GOAL OF THE EXERCISE: According to the text about migrant workers during India's lockdown, for how many days did Modi declare the nation would be shut down?

TEXT:

-------------------------

Thursday, April 25, 2024

Invisibles walked home

It was March 30, 2020, the fourth day of nationwide lockdown declared by Prime minister Narendra Modi due to Corona scare. I finally got a ride to Noida were about millions are on the road stranded in their pursue to going home. Government is trying to overcome the migrant crisis by arranging buses, claimed Indian news agency. 

Modi who was initially criticised for his naive action plan to fight the pandemic, in his second attempt, declared the nation will be shut down for 21 days within four hours from the moment he addressed the nation. That was it. Obviously, it wasn’t a press meet to get the details clarified. The slap of lockdown, a measure to control the spread of the virus, unleashed fear of starvation to millions of migrant workers across India. They started to walk back to their villages with their belongings. When India’s legitimate citizens went home, the invisible class appeared on the streets. People shouted from balconies to stop them, not in sympathy but in fear of spreading the virus.

Beyond that, international media’s saw them bringing disgrace to the trillion economy. Days after Financial aids for the poor was announced. But people kept walking, they weren’t confident about a government which didn’t see them before taking such a hard decision. The schemes were announced. Shelter home details were shared in social media. It was forwarded from one room to another but never stepped out on the road due to Modi’s ‘Laxman Rega’. People kept walking.

-------------------------

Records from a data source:
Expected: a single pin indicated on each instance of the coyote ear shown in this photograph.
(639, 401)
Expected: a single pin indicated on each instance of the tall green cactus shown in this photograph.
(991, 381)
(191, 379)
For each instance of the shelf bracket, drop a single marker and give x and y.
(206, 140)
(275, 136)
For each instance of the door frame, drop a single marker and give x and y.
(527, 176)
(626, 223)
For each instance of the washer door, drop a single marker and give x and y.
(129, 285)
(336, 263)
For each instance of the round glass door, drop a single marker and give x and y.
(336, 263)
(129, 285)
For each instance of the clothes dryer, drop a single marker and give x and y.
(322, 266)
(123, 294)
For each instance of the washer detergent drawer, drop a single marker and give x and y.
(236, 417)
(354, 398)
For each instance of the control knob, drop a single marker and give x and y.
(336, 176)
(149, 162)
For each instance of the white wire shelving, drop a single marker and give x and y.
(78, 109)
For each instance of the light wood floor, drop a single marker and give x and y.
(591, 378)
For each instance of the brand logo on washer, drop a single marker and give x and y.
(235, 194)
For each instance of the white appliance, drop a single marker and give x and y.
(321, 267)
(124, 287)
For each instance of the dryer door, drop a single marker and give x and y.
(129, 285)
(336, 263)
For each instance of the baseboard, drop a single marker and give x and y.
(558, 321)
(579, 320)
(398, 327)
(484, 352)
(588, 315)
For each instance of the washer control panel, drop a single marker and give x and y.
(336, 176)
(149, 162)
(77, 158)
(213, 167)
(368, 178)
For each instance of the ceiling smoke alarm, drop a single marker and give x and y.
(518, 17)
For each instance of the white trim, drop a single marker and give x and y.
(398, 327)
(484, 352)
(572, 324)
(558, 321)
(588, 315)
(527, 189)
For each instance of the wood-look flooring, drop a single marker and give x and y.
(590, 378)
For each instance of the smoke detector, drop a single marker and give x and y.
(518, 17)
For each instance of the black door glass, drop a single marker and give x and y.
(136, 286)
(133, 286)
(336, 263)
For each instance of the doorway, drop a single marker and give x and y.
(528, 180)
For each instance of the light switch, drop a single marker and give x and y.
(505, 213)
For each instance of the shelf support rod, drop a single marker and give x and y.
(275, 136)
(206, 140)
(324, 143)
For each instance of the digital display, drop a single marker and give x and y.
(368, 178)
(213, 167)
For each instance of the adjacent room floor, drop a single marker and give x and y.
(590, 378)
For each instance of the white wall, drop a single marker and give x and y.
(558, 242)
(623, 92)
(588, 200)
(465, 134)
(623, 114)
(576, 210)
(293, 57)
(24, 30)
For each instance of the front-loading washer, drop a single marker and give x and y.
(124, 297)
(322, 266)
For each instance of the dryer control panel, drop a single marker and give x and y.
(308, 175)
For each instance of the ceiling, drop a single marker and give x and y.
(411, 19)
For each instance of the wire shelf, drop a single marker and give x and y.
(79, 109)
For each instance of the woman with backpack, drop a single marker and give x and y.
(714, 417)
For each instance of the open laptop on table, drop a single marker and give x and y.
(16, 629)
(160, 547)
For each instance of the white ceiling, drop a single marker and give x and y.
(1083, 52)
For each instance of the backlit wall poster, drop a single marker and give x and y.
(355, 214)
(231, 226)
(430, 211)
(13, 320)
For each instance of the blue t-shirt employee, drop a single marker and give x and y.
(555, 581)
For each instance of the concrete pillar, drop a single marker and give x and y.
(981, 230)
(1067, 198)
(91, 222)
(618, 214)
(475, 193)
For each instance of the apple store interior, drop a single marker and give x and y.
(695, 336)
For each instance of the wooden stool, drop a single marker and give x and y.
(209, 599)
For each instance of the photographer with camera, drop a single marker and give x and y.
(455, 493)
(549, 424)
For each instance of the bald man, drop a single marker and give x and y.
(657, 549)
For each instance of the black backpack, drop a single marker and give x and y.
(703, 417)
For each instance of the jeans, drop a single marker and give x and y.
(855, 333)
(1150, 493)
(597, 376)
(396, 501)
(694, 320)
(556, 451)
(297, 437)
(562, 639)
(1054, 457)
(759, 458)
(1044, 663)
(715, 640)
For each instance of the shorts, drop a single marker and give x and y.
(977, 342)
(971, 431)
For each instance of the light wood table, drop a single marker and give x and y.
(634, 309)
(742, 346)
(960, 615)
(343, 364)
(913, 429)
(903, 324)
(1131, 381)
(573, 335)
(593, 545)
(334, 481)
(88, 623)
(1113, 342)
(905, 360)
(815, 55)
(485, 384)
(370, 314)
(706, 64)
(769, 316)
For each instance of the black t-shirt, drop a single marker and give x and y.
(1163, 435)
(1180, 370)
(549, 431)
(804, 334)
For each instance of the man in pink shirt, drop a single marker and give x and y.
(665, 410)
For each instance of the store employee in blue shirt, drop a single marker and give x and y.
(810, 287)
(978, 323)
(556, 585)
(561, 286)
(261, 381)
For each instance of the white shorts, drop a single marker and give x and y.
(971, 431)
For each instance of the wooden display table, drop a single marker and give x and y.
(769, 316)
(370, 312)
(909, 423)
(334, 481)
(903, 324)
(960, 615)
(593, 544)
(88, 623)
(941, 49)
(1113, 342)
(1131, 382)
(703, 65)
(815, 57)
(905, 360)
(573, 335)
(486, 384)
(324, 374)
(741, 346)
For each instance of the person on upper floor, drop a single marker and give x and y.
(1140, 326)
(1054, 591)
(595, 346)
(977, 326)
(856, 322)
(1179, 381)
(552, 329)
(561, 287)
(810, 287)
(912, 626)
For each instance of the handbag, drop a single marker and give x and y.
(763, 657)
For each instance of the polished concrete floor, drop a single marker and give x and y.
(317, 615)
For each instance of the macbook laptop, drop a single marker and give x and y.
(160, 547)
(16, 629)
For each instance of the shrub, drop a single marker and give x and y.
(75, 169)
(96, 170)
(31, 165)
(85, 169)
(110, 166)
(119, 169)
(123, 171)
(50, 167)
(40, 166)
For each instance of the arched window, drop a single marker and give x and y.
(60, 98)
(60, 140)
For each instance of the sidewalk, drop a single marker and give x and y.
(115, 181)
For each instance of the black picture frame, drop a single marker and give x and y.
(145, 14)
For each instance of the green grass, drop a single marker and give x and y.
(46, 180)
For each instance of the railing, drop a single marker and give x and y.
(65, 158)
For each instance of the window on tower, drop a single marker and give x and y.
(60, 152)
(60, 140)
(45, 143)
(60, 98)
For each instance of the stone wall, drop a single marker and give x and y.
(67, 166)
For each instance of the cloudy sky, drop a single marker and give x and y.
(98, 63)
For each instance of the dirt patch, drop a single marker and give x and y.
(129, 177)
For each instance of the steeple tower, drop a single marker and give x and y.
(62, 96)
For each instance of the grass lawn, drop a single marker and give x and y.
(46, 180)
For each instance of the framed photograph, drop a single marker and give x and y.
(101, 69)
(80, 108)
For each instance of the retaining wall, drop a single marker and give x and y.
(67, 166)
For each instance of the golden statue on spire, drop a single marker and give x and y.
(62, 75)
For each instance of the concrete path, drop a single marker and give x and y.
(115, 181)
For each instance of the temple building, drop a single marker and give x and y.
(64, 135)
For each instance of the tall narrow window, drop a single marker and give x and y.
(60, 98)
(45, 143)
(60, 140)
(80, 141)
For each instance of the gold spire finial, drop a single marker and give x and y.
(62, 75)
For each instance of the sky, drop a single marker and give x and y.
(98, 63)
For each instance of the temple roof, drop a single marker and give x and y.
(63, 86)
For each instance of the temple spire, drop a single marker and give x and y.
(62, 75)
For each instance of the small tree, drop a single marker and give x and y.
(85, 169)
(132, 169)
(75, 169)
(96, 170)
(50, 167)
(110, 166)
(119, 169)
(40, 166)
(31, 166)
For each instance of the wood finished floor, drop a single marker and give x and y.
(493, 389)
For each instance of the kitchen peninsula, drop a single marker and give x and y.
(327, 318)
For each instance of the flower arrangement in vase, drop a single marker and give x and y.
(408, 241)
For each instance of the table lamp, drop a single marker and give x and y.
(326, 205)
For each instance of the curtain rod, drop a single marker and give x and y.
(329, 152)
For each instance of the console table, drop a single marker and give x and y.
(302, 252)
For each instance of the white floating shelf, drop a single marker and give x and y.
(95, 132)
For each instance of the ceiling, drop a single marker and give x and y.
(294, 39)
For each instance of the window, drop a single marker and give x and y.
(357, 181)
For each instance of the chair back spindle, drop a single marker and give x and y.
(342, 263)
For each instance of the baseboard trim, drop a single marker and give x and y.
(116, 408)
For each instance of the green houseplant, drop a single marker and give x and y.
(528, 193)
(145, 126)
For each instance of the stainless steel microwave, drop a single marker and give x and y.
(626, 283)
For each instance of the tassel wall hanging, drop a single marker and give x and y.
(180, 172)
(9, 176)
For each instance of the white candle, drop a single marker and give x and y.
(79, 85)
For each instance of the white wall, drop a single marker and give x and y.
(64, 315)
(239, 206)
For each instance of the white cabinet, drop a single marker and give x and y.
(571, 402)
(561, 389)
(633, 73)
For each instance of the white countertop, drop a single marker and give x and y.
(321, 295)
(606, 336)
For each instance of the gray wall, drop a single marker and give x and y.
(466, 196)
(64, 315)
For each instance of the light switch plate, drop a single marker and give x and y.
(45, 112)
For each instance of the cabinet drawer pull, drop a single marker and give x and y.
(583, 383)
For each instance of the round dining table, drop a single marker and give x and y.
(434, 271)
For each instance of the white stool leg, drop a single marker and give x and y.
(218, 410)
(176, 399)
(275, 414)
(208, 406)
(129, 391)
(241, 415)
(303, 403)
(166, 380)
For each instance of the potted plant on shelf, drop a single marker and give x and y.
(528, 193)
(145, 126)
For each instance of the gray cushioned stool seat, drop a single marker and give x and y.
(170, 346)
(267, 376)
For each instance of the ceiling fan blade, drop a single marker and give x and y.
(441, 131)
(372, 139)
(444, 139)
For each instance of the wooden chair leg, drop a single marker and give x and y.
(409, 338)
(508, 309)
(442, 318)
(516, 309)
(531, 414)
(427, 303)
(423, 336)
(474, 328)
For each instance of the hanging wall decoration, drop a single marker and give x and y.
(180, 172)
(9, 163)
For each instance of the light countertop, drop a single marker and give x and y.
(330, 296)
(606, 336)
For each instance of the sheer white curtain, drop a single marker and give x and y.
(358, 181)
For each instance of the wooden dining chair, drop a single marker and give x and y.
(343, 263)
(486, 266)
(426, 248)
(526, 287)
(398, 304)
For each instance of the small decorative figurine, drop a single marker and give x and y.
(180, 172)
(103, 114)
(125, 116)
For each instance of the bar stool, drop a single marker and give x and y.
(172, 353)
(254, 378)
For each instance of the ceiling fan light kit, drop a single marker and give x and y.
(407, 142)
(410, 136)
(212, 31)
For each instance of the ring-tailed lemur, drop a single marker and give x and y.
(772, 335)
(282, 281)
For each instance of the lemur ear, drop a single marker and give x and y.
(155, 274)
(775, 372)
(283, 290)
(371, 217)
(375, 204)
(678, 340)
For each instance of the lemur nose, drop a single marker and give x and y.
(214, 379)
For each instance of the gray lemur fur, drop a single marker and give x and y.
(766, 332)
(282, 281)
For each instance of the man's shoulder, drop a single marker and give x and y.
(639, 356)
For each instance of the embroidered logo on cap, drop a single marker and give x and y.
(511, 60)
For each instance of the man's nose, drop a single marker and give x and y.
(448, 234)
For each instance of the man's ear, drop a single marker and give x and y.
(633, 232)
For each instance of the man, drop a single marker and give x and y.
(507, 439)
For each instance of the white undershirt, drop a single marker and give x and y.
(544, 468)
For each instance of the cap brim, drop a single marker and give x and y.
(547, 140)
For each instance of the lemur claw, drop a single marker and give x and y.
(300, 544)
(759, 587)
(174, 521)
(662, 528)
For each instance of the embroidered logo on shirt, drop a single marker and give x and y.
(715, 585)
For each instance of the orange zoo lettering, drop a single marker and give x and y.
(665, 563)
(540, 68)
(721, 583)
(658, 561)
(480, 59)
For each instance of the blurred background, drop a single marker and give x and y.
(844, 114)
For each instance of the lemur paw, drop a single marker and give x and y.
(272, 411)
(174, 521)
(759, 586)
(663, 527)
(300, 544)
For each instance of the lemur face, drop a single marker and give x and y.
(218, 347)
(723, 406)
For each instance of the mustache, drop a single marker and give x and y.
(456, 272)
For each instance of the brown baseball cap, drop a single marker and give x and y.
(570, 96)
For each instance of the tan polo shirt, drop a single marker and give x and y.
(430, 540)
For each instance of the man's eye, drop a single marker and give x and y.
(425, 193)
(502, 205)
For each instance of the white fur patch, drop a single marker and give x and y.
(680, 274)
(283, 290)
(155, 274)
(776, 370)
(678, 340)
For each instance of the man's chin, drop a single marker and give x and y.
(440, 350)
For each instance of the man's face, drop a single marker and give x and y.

-------------------------

EXERCISE SOLUTION: 21 days.